* [Input for this task]
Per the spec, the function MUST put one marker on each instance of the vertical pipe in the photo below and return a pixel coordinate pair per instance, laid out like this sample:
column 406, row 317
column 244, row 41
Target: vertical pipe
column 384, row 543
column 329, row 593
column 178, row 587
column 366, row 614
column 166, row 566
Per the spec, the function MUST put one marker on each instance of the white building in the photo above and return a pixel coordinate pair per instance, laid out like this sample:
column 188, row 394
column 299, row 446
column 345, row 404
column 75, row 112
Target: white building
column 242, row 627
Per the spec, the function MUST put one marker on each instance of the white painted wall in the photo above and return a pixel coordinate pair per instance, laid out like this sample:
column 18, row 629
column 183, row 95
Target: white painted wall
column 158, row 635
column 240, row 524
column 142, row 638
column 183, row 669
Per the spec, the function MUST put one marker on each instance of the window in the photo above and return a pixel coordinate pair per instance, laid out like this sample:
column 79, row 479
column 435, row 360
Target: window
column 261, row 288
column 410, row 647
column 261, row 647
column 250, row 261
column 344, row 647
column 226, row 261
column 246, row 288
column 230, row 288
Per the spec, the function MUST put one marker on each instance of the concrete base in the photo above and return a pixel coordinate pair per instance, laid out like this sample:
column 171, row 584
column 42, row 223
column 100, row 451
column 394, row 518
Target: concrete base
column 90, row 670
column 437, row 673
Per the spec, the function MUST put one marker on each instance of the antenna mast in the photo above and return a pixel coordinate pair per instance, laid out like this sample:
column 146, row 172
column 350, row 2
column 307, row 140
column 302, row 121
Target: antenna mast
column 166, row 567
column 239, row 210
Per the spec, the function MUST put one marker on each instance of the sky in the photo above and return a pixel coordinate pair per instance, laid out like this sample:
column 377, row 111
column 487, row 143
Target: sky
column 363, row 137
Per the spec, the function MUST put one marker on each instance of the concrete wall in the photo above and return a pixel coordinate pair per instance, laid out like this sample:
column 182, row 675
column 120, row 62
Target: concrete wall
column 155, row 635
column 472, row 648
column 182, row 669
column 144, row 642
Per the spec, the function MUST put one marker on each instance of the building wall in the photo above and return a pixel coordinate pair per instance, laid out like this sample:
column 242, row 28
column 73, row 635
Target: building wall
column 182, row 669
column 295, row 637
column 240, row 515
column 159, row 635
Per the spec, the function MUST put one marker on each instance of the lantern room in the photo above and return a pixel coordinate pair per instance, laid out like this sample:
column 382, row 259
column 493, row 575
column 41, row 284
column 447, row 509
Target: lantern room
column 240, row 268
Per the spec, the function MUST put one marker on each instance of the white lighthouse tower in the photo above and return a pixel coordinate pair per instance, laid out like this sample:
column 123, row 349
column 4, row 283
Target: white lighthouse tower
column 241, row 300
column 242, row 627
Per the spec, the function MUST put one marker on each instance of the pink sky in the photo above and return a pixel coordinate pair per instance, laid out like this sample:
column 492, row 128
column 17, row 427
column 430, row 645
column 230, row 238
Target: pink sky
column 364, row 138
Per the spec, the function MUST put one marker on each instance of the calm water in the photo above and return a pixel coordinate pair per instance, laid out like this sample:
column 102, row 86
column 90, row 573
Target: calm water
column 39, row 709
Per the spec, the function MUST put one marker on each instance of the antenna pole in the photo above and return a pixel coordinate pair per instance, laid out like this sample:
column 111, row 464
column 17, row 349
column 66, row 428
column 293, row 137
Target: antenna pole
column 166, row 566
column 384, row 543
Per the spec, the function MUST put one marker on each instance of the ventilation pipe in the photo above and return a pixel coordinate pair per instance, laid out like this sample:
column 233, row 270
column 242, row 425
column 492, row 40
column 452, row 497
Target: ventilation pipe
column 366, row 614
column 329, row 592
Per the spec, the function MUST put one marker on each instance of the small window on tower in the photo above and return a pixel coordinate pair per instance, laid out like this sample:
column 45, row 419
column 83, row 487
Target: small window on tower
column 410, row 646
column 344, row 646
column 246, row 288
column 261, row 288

* [Requirement] Output all of the lines above as a Markdown table. Use two columns, No. for the row number and Line for the line itself, and leave out any blank lines.

* [The output]
| No. | Line |
|---|---|
| 1 | Per the spec, the function MUST put one marker on each instance of the vertical pipe in the photo below and return a pixel coordinate pair per instance, laid out like this sample: |
| 2 | column 406, row 317 |
| 3 | column 244, row 41 |
| 4 | Target: vertical pipe |
| 5 | column 384, row 543 |
| 6 | column 329, row 593 |
| 7 | column 178, row 587 |
| 8 | column 366, row 614 |
| 9 | column 166, row 566 |
| 10 | Per the spec, the function MUST put one marker on each instance of the white building in the photo above and return a pixel coordinate pair per instance, laid out like this sample: |
| 11 | column 188, row 394 |
| 12 | column 299, row 446 |
| 13 | column 345, row 404 |
| 14 | column 75, row 112 |
| 15 | Target: white building |
| 16 | column 242, row 627 |
| 17 | Per the spec, the function MUST put one marker on each instance of the white painted wall in the photo above and return a pixel coordinate pair per instance, laid out like this sample: |
| 18 | column 18, row 629 |
| 19 | column 183, row 95 |
| 20 | Target: white painted wall |
| 21 | column 158, row 635 |
| 22 | column 240, row 524 |
| 23 | column 142, row 638 |
| 24 | column 183, row 669 |
| 25 | Per the spec, the function MUST put one marker on each instance of the window in the photo above and return a pixel coordinate pair per instance, laid out like this sample: |
| 26 | column 79, row 479 |
| 27 | column 435, row 360 |
| 28 | Target: window |
| 29 | column 261, row 288 |
| 30 | column 410, row 647 |
| 31 | column 261, row 647 |
| 32 | column 250, row 261 |
| 33 | column 344, row 647 |
| 34 | column 226, row 261 |
| 35 | column 246, row 288 |
| 36 | column 230, row 288 |
| 37 | Per the spec, the function MUST put one marker on each instance of the concrete base in the photo above and return a pixel coordinate pair per instance, laid out like this sample: |
| 38 | column 171, row 584 |
| 39 | column 42, row 223 |
| 40 | column 100, row 451 |
| 41 | column 394, row 518 |
| 42 | Target: concrete base |
| 43 | column 90, row 670 |
| 44 | column 437, row 673 |
| 45 | Per the spec, the function MUST put one marker on each instance of the antenna mast in the photo above and return a pixel coordinate pair per instance, laid out like this sample: |
| 46 | column 146, row 172 |
| 47 | column 350, row 2 |
| 48 | column 307, row 140 |
| 49 | column 302, row 121 |
| 50 | Target: antenna mast |
| 51 | column 166, row 567 |
| 52 | column 239, row 210 |
| 53 | Per the spec, the function MUST put one marker on each instance of the sky in the photo above and return a pixel coordinate pair per instance, laid out like this sample: |
| 54 | column 377, row 111 |
| 55 | column 487, row 143 |
| 56 | Target: sky |
| 57 | column 363, row 137 |
| 58 | Per the spec, the function MUST put one marker on each instance of the concrete wall in the photo above and return a pixel coordinate pair per instance, laid out like this sample: |
| 59 | column 182, row 675 |
| 60 | column 120, row 62 |
| 61 | Target: concrete wall |
| 62 | column 155, row 635 |
| 63 | column 472, row 648 |
| 64 | column 182, row 669 |
| 65 | column 144, row 642 |
| 66 | Per the spec, the function MUST put one marker on each instance of the building wall in the photo above and return a pixel coordinate pair per instance, laid out like this sample: |
| 67 | column 242, row 28 |
| 68 | column 73, row 635 |
| 69 | Target: building wall |
| 70 | column 182, row 669 |
| 71 | column 295, row 637 |
| 72 | column 240, row 515 |
| 73 | column 159, row 635 |
| 74 | Per the spec, the function MUST put one marker on each instance of the lantern room in the photo above and return a pixel coordinate pair per instance, laid out like this sample: |
| 75 | column 382, row 259 |
| 76 | column 493, row 575 |
| 77 | column 41, row 284 |
| 78 | column 447, row 509 |
| 79 | Target: lantern room |
| 80 | column 240, row 268 |
| 81 | Per the spec, the function MUST put one marker on each instance of the white lighthouse tower in the photo above and return a pixel coordinate pair per instance, laid out like this sample: |
| 82 | column 123, row 349 |
| 83 | column 4, row 283 |
| 84 | Target: white lighthouse tower |
| 85 | column 241, row 300 |
| 86 | column 242, row 627 |
| 87 | Per the spec, the function MUST put one marker on each instance of the pink sky in the photo above and return a pixel coordinate pair per instance, laid out like this sample: |
| 88 | column 492, row 128 |
| 89 | column 17, row 427 |
| 90 | column 430, row 645 |
| 91 | column 230, row 238 |
| 92 | Target: pink sky |
| 93 | column 364, row 138 |
| 94 | Per the spec, the function MUST put one marker on each instance of the calm water in the photo above and return a pixel coordinate pair per instance, laid out like this sample: |
| 95 | column 102, row 86 |
| 96 | column 90, row 573 |
| 97 | Target: calm water |
| 98 | column 39, row 709 |
| 99 | Per the spec, the function MUST put one marker on each instance of the antenna pole in the photo above and return a pixel coordinate pair per instance, laid out like this sample: |
| 100 | column 111, row 464 |
| 101 | column 17, row 349 |
| 102 | column 66, row 428 |
| 103 | column 293, row 137 |
| 104 | Target: antenna pole |
| 105 | column 166, row 566 |
| 106 | column 384, row 543 |
| 107 | Per the spec, the function MUST put one marker on each instance of the ventilation pipe in the photo above and return a pixel coordinate pair per instance, laid out like this sample: |
| 108 | column 233, row 270 |
| 109 | column 242, row 425 |
| 110 | column 492, row 40 |
| 111 | column 452, row 497 |
| 112 | Target: ventilation pipe |
| 113 | column 366, row 614 |
| 114 | column 329, row 592 |
| 115 | Per the spec, the function MUST put one marker on each instance of the small window on tower in the photo above and return a pixel coordinate pair per instance, laid out like this sample: |
| 116 | column 45, row 419 |
| 117 | column 83, row 487 |
| 118 | Target: small window on tower |
| 119 | column 410, row 646 |
| 120 | column 344, row 646 |
| 121 | column 246, row 288 |
| 122 | column 261, row 288 |